Task details
Would you transcribe the records word for word, please?

- - - -

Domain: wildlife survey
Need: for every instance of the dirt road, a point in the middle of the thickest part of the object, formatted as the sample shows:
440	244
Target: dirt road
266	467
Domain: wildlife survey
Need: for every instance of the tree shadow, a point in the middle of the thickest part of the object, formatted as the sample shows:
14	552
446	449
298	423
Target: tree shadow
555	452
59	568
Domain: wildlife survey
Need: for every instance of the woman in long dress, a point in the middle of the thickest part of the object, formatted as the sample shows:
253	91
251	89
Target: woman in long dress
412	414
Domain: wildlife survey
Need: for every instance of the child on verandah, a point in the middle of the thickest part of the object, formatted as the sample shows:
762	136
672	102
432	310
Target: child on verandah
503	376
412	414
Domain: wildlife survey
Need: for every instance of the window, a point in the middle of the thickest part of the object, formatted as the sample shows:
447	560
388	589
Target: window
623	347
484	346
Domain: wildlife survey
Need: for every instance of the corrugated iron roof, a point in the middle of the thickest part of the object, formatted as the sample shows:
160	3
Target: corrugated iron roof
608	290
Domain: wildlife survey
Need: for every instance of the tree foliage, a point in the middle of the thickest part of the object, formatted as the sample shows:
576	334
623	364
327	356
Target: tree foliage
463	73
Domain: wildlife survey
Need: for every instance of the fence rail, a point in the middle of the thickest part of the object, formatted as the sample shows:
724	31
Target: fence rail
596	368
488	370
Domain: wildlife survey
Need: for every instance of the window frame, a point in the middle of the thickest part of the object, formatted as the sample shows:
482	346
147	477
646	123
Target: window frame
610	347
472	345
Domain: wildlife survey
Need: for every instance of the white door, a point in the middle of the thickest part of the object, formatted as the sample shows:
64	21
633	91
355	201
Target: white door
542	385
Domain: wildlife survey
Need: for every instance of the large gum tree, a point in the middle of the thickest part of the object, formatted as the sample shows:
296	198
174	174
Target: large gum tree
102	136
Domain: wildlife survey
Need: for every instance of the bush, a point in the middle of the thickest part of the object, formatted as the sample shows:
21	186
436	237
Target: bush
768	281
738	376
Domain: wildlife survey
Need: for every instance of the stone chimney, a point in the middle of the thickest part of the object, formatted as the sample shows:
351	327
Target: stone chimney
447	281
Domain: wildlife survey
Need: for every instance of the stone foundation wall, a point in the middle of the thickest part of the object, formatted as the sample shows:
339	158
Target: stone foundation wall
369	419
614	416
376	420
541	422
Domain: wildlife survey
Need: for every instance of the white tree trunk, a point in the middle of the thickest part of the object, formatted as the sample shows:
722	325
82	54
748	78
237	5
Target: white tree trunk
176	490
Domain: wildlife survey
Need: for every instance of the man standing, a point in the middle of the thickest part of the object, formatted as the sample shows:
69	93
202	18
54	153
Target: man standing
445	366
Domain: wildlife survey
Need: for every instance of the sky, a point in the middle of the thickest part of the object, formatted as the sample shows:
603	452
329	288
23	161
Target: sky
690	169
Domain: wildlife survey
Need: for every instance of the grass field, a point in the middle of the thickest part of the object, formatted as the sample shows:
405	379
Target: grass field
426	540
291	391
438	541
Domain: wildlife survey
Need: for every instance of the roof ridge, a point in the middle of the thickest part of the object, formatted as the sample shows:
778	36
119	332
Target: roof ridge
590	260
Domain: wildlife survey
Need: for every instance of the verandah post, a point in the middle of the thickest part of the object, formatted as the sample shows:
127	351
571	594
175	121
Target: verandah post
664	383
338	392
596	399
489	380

- - - -

Task answer
Domain: wildlife survey
Need: for every instance of the dirt road, a point in the middle of the thickest part of the object, formatted as the sample shows:
440	244
Target: dirt road
266	467
Domain: wildlife survey
Need: for every instance of the tree shadow, a point in the middle of the thickest part of the object, formatted as the sample shows:
14	552
446	449
298	423
Target: tree shadow
555	452
59	568
Domain: wildlife survey
Need: for every instance of the woman in long dress, a point in the middle of the thickest part of the object, formatted as the sample shows:
253	91
251	89
Target: woman in long dress
412	414
Domain: wildlife survey
Need: for every instance of the child on verandah, a point in the middle of the thickest part of the object, formatted as the sample shows:
762	136
672	102
432	310
Target: child on verandah
503	376
412	414
Domain: wildlife survey
Need: for every instance of the window, a point in the middle of the thickest part of the object, formatted as the sample shows:
447	560
388	589
Target: window
623	347
484	346
Domain: wildlife survey
Need: for every instance of the corrugated iron roof, a point in the middle of the thickest part of the object, formatted as the sample shows:
160	3
Target: corrugated iron roof
608	290
Domain: wildlife survey
Need: for every instance of the tree foliage, a point in the middle of the thickest part of the object, formatted as the sample shows:
576	334
623	364
327	356
Target: tree foliage
463	73
Domain: wildlife survey
Need: for every instance of the fence rail, a point in the middle of the thickest part of the object, formatted as the sample shows:
724	31
Target: fence rail
596	368
488	370
Domain: wildlife survey
Need: for every instance of the window frame, a point in the middle of the thickest part of the object, formatted as the sample shows:
482	346
147	477
646	123
Target: window frame
610	347
472	345
Domain: wildlife survey
Need: for every instance of the white door, a point in the middle of the thickest part of the object, formatted as the sample shows:
64	21
633	91
355	201
Target: white door
542	385
Domain: wildlife survey
Need: for every instance of the large gum tree, a point in the middle of the thickest part of the object, formatted as the sample shows:
296	198
174	174
Target: large gum tree
102	136
Domain: wildlife survey
Need: for every instance of the bush, a point in the middle of the thickest part of the object, formatted as the sample shows:
21	186
436	237
Target: bush
768	281
738	376
Domain: wildlife survey
Need: for every instance of the stone chimney, a point in the middle of the thickest part of the object, formatted as the sample shows:
351	327
Target: stone chimney
447	281
Domain: wildlife survey
Need: for every instance of the stone foundation wall, a point in the middle of the thickest part of the object, formatted as the sample shows:
339	158
Target: stone foundation wall
369	419
614	416
376	420
541	422
Domain: wildlife survey
Need: for every instance of the white tree trunk, a point in the middle of the thickest part of the object, formatted as the sample shows:
722	325
82	54
748	78
237	5
Target: white tree trunk
176	490
Domain: wildlife survey
Need: for every instance of the man standing, a point in the middle of the thickest part of the object, formatted as the sample shows:
69	93
202	18
54	153
Target: man standing
445	366
Domain: wildlife survey
Need: for every instance of the sky, a point in the middle of the thickest part of the object, formatted as the sample shows:
603	452
329	288
23	161
Target: sky
690	169
Domain: wildlife survey
Need: for every instance of the grass field, a point in the middle of the thickest part of the object, formatted as the sample shows:
405	379
Target: grass field
426	540
291	391
438	541
Domain: wildlife survey
Need: for every instance of the roof ridge, a point in the middle of the thickest part of the object, formatted as the sample shows:
778	36
119	332
Target: roof ridge
590	260
Domain: wildlife survey
Need: for every instance of the verandah post, a point in the middle of the thickest part of the object, formatted as the sample shows:
127	351
571	594
175	121
Target: verandah post
664	383
338	392
596	399
489	380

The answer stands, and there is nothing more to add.